_与えられた文章_
----------------

CGEモデルにおける個々の部門の資本ストックの扱い

このメールでRutherfordがCGEモデルにおける個々の部門の資本ストックの扱いに関する質問に答えています。参考になるので訳します。

[まず質問文]

私は大学院生で、一地域を対象にしたCGEモデルをGAMS上で作成しています。個々の部門の資本ストックの特定化についての次の2つの質問について、コメントや参考文献を指摘していただけるとありがたいです。

  • 【1】"Cameroon model"の方法では、個々部門の資本ストックというのは与えられたデータであり、資本の価格は "capital composition matrix" を利用して計算されています。一方、LofgrenやEcoModのモデルのような最近の方法では、分析者が資本の価格(資本のレンタルプライスや資本への収益)を1と特定化し、SAMから得られる所得データを用いて、各部門の資本を特定化しています。その方法ではcapital composition matrixは用いられていません。

    私の一つ目の質問は、個々の部門の資本を特定化する上の2つのアプローチのうちどちらを利用するべきであり、この選択がモデルの結果にどのような影響を与えるのかということです。個々の部門の資本を特定化する方法について説明している論文はあるのでしょうか?

  • Cameroonモデルに基づく動学モデルでは、資本ストックのアップデート方法は明解です(投資も減耗も考慮されています)。一方、SAMの資本所得データから資本ストックが計算されている場合には、どうやって資本はアップデートされているのでしょうか?


[以下、Rutherfordの回答]

お気付きのように、「資本の購入価格(purchase pirce)」と「レンタル価格(rental price)」は本来異なるものです。基準となるSAM(social accounting matrix, 社会会計表)は、その基準年における資本に対する(暗黙の)レンタルペイメント(資本ストックをレンタルしたことへの対価)を記録しています【2】。

【3】そして、もしHarbergerの単位についての慣例に従うのなら、基準年の価格(資本のレンタルプライス)を1と置き、基準年の資本のimputed returns(レンタルペイメントのこと)をそのまま資本ストックの量とみなすことになります。【4】さらに、投資が資本ストックに蓄積されていくモデルを構築しようとするのなら、(資本ストックと投資の)測定単位(unit of measures)の違いを考慮するための「stock-flow conversion(ストックとフローの変換)」をおこなう必要があります。

----------------

_課題用の記録_
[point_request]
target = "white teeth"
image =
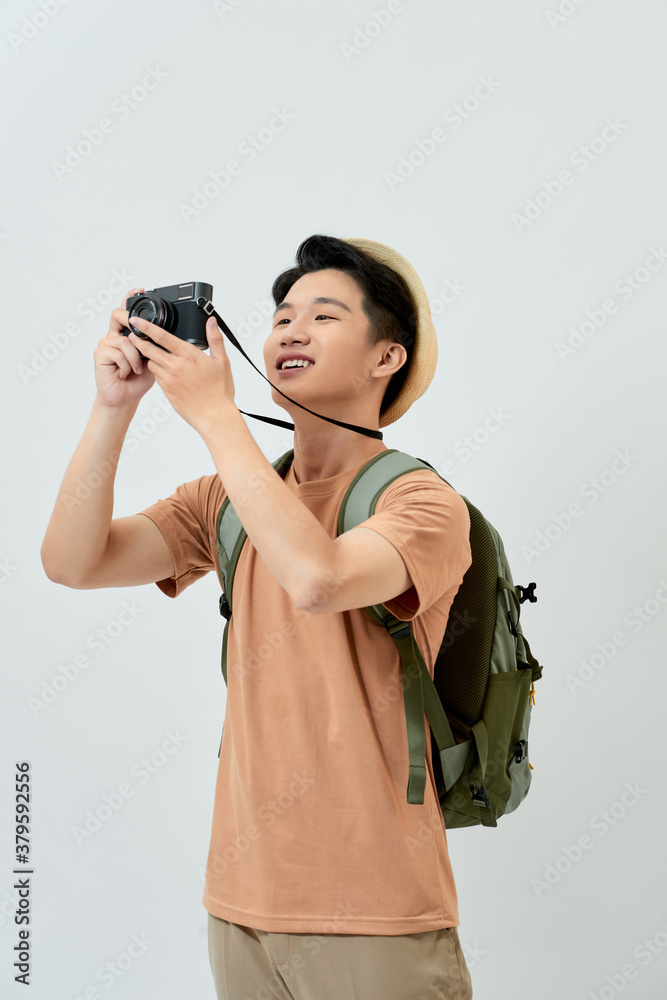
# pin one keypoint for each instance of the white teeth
(296, 363)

----------------

_課題_
[1] 与えられた文章に登場する人名を、出てくる順にすべて挙げてください。
[2] 記録の全行を、画像は除いたうえで一字一句変えずにもう一度示せ。

_期待される結果_
[1] Rutherford、Lofgren、Harberger

[2]
[point_request]
target = "white teeth"
image =
# pin one keypoint for each instance of the white teeth
(296, 363)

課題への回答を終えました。